• _Problem_: Retype the full set of records. Keep every character identical.

• _Given data_:
################

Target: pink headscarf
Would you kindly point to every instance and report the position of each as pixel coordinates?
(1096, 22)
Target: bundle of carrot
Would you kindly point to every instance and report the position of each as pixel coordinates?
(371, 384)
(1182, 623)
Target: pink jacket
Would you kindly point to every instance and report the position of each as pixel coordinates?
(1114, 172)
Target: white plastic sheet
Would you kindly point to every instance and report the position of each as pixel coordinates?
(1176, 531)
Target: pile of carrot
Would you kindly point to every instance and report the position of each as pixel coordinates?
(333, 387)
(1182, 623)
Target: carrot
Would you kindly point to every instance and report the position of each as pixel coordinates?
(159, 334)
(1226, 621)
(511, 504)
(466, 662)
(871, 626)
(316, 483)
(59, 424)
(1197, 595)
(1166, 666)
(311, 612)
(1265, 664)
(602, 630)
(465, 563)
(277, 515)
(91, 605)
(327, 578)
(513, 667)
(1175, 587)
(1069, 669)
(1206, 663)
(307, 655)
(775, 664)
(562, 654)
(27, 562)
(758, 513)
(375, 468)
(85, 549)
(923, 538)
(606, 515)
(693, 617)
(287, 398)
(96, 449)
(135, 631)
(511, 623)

################

• _Task solution_:
Target: pink headscarf
Would you kindly point to every instance and report the position of each as pixel coordinates?
(1096, 22)
Target: bundle of carrot
Would you kindly point to every instance and report the position of each as pixel coordinates?
(371, 384)
(1182, 623)
Target: pink jacket
Would you kindly point to every instance and report the position of each as pixel coordinates?
(1114, 172)
Target: white plastic sheet
Would you kindly point to every instance and report the position of each as pixel coordinates?
(1176, 531)
Target: pile of carrot
Would you kindly point to every instance and report the position of each as pixel coordinates?
(333, 387)
(1182, 623)
Target: carrot
Would you kindly point to every instance and report the position of each as pixel coordinates?
(159, 334)
(1226, 621)
(511, 504)
(466, 662)
(871, 626)
(316, 483)
(59, 424)
(1197, 595)
(1166, 666)
(311, 612)
(1265, 664)
(602, 630)
(465, 563)
(277, 515)
(91, 605)
(327, 578)
(513, 667)
(1175, 587)
(1069, 669)
(1206, 663)
(307, 655)
(775, 664)
(562, 654)
(27, 562)
(758, 513)
(375, 468)
(85, 549)
(923, 538)
(606, 515)
(693, 617)
(287, 398)
(96, 449)
(135, 631)
(511, 623)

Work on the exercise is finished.